* Consigne *
Indiquez si chacune des affirmations (a), (b) et (c) s'accorde avec l'intervention sur la prorogation de l'état d'urgence sanitaire reproduite ci-dessous, en répondant par oui ou par non et en citant textuellement les mots qui tranchent. (a) La délibération et la controverse distinguent la démocratie de la dictature. (b) Les experts sont d'accord entre eux. (c) La séance s'est tenue un dimanche.

* Extrait du document *
Intervention de George Pau-Langevin

Séance en hémicycle du samedi 24 octobre 2020 à 9h00
Prorogation de l'état d'urgence sanitaire — Discussion générale

Photo issue du site de l'Assemblée nationale ou de WikipediaGeorge Pau-Langevin :

L'immense majorité de nos concitoyens s'y résignent, même si quelques-uns s'émeuvent du tour que cette peur de la mort fait prendre à notre démocratie. C'est pourquoi, même si nos débats réitérés peuvent vous sembler pesants, monsieur le ministre, il faut avoir à l'esprit un principe que rappelait encore récemment la Revue politique et parlementaire : la distinction entre démocratie et dictature réside justement dans la délibération et la controverse, qui permettent de discuter les mesures prises, et par conséquent, de s'assurer du consentement formel de peuples libres aux décisions de leur gouvernement. C'est par les représentants du peuple – donc, par le Parlement, par nous – que ce débat doit passer ; nos objections et nos questions sont donc légitimes. On ne saurait se satisfaire d'un régime où le pouvoir législatif serait sommé d'avaliser après coup, sans discuter, des décisions annoncées par l'exécutif dans les médias – même si l'exécutif est mû, nous le savons, par l'idée qu'il fait le bien du peuple. Nous ne pouvons pas vivre dans une république des experts, car non seulement les experts ne sont pas d'accord entre eux – les débats à la télévision le montrent – , mais encore, ils ne sont pas chargés de protéger les libertés fondamentales du peuple : cela est de notre responsabilité, et nous devons l'assumer.

* Entrées du jeu de données *
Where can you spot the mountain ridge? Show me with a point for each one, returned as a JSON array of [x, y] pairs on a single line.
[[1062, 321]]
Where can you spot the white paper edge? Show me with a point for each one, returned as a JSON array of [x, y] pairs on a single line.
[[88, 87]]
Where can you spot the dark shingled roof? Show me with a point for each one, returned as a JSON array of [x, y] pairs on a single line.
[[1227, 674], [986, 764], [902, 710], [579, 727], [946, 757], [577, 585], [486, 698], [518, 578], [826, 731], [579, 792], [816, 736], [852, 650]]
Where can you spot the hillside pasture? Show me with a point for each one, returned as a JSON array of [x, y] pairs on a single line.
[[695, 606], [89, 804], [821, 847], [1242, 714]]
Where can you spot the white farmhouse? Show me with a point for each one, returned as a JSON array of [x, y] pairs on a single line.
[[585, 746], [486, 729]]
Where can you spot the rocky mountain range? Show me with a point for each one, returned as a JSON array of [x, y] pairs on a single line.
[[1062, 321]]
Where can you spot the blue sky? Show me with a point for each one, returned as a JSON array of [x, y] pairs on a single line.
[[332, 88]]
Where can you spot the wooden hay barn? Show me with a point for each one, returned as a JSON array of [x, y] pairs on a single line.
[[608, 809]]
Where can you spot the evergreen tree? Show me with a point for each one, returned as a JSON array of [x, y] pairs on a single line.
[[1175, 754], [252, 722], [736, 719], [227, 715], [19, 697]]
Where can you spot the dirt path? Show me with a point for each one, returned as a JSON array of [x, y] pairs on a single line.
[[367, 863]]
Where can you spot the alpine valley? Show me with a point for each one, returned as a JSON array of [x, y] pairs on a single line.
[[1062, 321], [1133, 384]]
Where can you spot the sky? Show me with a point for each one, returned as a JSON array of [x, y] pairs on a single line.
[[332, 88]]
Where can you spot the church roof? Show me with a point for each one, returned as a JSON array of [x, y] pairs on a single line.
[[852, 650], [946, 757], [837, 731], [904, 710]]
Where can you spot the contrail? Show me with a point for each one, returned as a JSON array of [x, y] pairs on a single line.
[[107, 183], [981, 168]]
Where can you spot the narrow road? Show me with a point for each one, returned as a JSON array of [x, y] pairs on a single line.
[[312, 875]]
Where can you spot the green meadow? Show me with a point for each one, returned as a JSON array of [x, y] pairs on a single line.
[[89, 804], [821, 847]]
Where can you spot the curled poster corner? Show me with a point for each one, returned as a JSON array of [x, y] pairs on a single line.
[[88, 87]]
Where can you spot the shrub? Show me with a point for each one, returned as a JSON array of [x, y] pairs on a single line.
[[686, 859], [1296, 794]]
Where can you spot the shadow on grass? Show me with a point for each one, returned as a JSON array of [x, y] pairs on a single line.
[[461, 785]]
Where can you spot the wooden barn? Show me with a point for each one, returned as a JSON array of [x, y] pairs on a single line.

* Réponse attendue *
(a) Oui : « la distinction entre démocratie et dictature réside justement dans la délibération et la controverse ».
(b) Non : « les experts ne sont pas d'accord entre eux ».
(c) Non : « Séance en hémicycle du samedi 24 octobre 2020 à 9h00 ».